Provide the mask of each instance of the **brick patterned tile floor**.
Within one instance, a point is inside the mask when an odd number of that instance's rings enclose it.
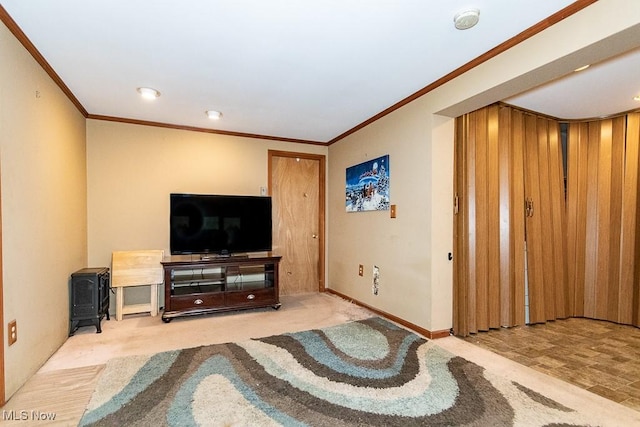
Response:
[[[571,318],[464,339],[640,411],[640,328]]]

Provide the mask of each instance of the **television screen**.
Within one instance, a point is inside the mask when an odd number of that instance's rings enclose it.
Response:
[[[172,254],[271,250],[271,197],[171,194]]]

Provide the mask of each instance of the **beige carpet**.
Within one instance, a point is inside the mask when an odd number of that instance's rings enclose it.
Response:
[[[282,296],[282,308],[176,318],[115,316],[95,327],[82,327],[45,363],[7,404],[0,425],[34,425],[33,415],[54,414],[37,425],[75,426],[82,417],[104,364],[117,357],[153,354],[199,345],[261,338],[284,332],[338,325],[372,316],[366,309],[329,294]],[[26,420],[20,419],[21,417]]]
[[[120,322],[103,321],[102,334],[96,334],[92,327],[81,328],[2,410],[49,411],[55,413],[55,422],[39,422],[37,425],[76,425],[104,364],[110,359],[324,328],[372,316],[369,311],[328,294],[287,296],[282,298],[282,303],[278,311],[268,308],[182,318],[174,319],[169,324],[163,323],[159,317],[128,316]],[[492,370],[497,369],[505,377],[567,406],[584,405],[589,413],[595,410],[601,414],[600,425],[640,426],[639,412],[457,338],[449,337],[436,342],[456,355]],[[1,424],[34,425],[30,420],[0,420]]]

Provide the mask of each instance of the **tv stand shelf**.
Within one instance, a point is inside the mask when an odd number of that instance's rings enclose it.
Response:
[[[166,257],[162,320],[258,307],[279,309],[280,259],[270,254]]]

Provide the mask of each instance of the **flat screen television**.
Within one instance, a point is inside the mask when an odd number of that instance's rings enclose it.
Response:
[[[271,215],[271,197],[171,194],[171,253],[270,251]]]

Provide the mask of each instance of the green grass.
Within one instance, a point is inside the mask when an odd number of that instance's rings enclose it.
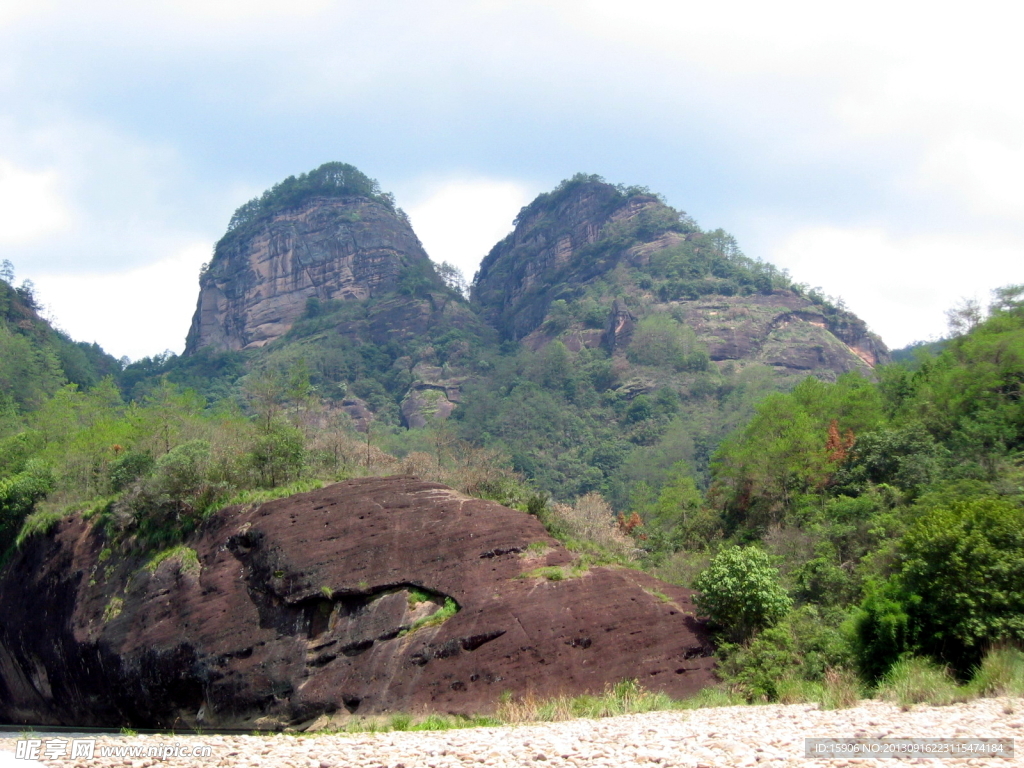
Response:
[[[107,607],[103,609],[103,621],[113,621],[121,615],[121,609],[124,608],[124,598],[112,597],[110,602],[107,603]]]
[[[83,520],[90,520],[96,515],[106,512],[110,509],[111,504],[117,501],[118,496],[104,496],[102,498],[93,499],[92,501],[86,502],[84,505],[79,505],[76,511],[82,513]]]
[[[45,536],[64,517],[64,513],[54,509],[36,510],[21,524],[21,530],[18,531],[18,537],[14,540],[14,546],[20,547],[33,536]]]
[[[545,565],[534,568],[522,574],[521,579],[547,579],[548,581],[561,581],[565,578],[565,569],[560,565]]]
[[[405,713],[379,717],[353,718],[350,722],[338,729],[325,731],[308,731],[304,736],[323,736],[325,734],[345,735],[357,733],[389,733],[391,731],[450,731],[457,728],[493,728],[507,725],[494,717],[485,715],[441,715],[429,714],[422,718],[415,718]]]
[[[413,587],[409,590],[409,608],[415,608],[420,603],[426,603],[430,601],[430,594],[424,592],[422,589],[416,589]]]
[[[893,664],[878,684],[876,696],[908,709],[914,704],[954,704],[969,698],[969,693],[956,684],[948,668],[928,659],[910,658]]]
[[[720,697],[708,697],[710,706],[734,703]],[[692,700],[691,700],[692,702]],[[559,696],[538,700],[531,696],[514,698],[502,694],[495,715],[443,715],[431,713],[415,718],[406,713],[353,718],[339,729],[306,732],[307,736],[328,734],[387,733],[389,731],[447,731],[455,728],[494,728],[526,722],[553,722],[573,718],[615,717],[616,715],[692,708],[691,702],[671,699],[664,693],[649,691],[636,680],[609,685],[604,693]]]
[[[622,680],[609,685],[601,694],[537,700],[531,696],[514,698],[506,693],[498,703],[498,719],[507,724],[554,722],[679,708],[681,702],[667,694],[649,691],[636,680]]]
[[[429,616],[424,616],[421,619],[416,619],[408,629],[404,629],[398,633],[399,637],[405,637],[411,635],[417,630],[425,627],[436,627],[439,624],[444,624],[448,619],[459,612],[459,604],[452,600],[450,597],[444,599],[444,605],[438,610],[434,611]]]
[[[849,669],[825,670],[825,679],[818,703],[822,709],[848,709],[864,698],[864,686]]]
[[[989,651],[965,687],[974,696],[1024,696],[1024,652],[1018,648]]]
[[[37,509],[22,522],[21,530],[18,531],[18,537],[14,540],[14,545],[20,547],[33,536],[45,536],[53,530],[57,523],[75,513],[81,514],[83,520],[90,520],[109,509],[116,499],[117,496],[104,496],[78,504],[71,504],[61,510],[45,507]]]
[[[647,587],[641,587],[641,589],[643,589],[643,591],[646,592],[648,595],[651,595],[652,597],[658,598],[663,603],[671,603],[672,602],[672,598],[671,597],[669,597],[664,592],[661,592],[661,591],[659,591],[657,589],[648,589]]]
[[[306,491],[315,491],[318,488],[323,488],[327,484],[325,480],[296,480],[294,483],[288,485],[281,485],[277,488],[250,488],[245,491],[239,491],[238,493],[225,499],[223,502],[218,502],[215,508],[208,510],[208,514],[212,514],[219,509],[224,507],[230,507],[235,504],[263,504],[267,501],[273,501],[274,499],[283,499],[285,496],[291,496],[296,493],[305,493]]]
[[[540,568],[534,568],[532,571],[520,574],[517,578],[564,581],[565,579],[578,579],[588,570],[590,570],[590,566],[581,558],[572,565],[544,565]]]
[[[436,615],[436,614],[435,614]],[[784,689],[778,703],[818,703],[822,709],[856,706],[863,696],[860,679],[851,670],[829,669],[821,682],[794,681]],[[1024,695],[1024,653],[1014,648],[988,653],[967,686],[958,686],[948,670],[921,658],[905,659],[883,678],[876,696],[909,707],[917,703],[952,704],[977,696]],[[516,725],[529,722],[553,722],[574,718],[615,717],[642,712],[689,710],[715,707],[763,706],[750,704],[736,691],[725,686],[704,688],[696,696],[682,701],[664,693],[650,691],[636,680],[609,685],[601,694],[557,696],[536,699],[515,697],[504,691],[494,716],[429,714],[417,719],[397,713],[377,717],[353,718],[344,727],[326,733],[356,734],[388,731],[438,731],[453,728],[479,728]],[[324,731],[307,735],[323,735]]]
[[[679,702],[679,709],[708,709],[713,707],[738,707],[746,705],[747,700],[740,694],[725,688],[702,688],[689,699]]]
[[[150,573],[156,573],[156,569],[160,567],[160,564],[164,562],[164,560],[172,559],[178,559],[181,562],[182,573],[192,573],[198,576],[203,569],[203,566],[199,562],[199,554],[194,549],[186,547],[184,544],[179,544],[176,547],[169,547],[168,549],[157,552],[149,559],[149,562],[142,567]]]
----------
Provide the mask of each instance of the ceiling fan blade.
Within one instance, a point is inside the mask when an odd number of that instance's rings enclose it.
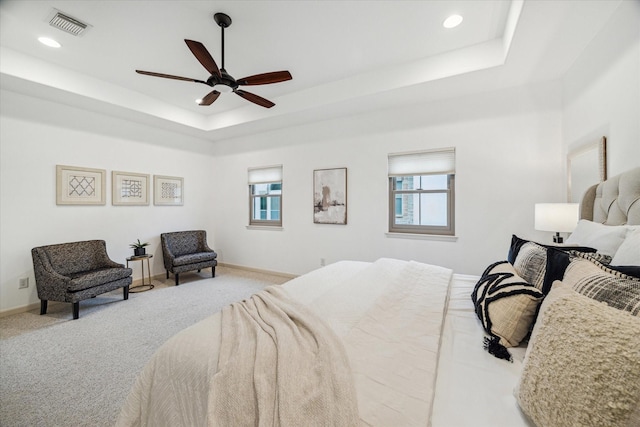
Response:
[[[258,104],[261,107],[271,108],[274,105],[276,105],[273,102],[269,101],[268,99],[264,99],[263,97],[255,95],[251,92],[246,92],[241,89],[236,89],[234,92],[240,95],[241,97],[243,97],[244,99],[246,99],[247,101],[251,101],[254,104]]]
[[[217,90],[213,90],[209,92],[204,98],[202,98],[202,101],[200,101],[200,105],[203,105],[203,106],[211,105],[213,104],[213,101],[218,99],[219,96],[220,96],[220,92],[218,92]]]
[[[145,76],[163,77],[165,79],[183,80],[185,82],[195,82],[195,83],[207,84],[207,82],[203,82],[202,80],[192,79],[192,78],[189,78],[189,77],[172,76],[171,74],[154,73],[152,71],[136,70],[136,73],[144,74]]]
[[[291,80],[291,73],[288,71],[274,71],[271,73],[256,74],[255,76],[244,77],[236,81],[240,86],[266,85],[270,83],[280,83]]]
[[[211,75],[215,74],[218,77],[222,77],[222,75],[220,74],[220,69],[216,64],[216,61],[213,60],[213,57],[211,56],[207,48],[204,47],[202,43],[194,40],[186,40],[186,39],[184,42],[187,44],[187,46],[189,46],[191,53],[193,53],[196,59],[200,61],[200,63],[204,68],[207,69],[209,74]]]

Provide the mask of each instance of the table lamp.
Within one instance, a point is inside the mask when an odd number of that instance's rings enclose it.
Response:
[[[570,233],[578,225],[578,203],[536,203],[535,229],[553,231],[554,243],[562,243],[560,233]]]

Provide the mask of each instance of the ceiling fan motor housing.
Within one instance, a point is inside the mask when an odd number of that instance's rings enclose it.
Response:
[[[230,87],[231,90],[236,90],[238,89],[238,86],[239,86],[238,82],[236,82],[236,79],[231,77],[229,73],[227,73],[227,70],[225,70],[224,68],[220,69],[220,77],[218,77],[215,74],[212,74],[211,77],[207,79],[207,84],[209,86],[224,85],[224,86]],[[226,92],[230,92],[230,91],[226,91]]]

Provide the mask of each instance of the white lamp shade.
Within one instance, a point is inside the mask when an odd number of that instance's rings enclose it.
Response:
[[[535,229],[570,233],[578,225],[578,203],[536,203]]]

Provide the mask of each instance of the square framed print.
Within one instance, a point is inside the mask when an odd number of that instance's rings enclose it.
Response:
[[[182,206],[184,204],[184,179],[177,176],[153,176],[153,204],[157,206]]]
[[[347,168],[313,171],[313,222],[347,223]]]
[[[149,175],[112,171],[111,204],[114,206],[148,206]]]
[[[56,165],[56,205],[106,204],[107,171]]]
----------
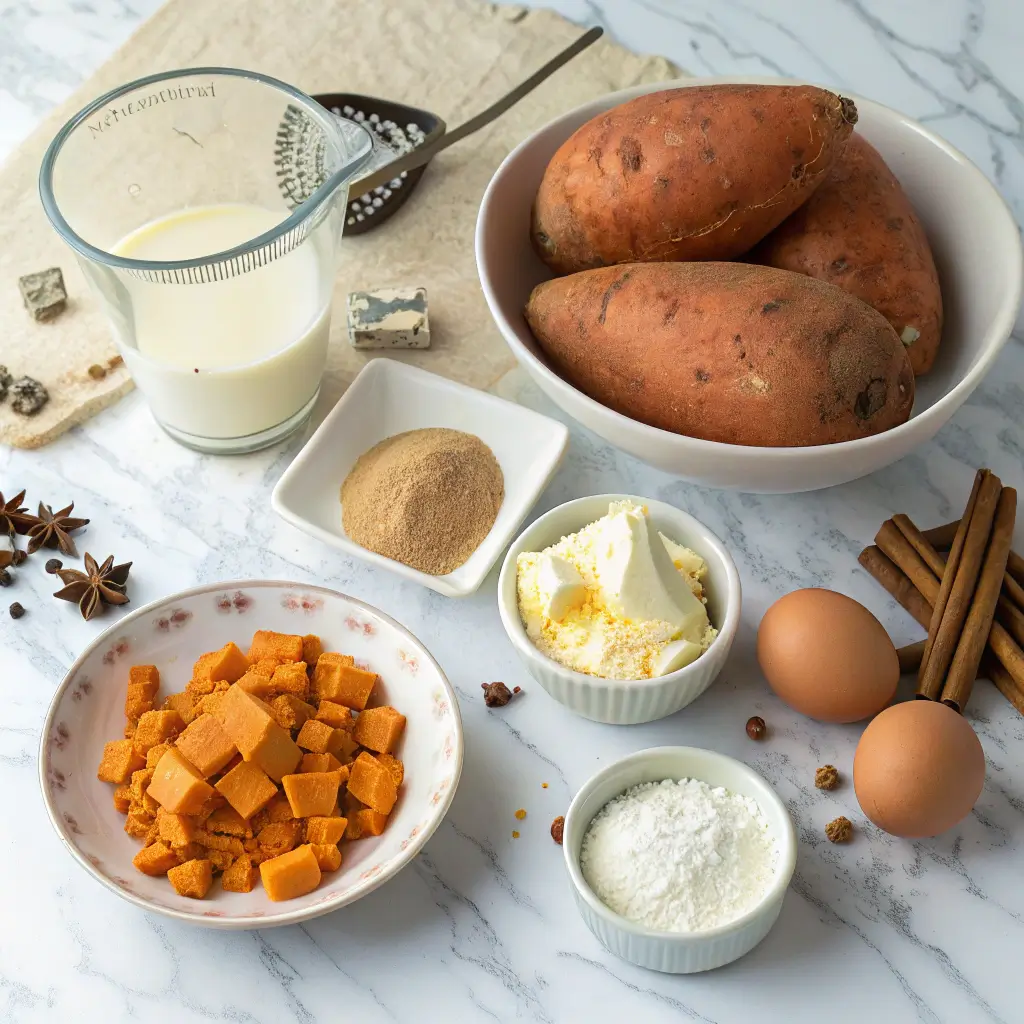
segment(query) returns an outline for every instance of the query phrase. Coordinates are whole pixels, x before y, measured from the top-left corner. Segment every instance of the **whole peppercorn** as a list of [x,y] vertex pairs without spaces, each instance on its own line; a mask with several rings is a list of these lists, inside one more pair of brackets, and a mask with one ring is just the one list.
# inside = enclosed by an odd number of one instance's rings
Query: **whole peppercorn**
----------
*Problem to work on:*
From the records above, pull every line that has the string "peppercorn" and copy it.

*Exercise solution:*
segment(query) returns an outline for every instance of the query phrase. Coordinates are whole pixels, x before y, measured from the top-left corner. Segment every instance of the **whole peppercorn** as a list of [x,y] vertex pairs without spaces, each instance on its own line; a mask with several rings is a list of these lists, inside one more pair of brackets, and a mask with one ring is just the one list.
Query: **whole peppercorn**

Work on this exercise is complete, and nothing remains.